Bahan Latihan
---------------

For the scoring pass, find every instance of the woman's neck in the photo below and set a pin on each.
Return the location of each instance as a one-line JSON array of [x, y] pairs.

---------------

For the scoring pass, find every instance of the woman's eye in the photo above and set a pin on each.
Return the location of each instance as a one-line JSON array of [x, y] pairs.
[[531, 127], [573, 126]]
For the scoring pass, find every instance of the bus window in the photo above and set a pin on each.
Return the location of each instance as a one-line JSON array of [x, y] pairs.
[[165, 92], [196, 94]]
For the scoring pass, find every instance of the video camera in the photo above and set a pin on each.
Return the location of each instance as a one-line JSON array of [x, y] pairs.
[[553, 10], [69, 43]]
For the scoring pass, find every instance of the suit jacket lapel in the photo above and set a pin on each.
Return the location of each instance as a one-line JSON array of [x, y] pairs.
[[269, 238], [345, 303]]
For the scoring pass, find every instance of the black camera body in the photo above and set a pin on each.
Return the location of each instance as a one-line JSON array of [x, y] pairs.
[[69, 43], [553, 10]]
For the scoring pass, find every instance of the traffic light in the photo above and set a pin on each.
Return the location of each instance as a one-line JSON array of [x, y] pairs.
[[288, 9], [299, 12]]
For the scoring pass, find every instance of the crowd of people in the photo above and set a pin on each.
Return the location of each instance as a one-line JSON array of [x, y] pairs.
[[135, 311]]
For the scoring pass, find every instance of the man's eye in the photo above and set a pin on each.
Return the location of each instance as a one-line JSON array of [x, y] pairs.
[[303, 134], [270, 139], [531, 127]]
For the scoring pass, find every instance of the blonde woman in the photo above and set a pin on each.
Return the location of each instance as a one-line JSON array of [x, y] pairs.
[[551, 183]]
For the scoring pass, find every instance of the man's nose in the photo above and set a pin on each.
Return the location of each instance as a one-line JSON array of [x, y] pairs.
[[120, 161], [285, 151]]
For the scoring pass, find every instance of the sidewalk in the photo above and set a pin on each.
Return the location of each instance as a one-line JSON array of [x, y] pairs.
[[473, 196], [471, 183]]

---------------

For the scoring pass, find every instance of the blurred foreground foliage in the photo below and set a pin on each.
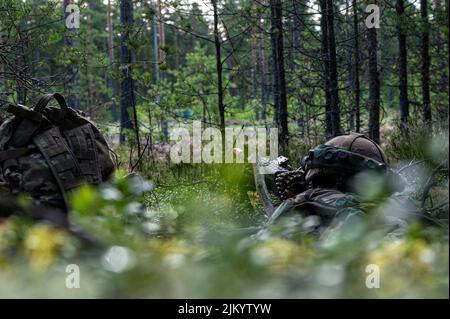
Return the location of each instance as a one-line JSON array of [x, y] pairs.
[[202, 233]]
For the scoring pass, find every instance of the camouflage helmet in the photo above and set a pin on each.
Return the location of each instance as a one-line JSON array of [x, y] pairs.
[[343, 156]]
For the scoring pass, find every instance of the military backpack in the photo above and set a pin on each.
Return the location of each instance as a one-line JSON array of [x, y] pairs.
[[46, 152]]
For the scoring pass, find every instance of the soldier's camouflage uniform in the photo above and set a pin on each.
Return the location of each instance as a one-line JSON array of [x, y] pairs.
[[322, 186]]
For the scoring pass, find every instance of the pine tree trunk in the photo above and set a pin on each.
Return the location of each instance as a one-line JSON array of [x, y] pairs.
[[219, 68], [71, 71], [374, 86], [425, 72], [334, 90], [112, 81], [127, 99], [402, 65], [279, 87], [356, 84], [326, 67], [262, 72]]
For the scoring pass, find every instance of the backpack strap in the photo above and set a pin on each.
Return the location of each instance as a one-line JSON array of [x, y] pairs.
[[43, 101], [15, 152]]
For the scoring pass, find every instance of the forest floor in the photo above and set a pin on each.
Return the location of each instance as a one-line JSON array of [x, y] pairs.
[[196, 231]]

---------------

Perintah Tugas
Salin ulang tanpa perubahan apa pun semua baris dari yang memuat "For the scoring pass, find every instance of the woman's eye" sampai yang memuat "[[531, 127], [573, 126]]", termasuk kedua baris tersebut.

Jawaban Latihan
For the scoring pass, find every instance of the woman's eye in the photo above and set a pin on each.
Return the location of each instance as a one-line JSON array of [x, y] pairs.
[[531, 127], [573, 126]]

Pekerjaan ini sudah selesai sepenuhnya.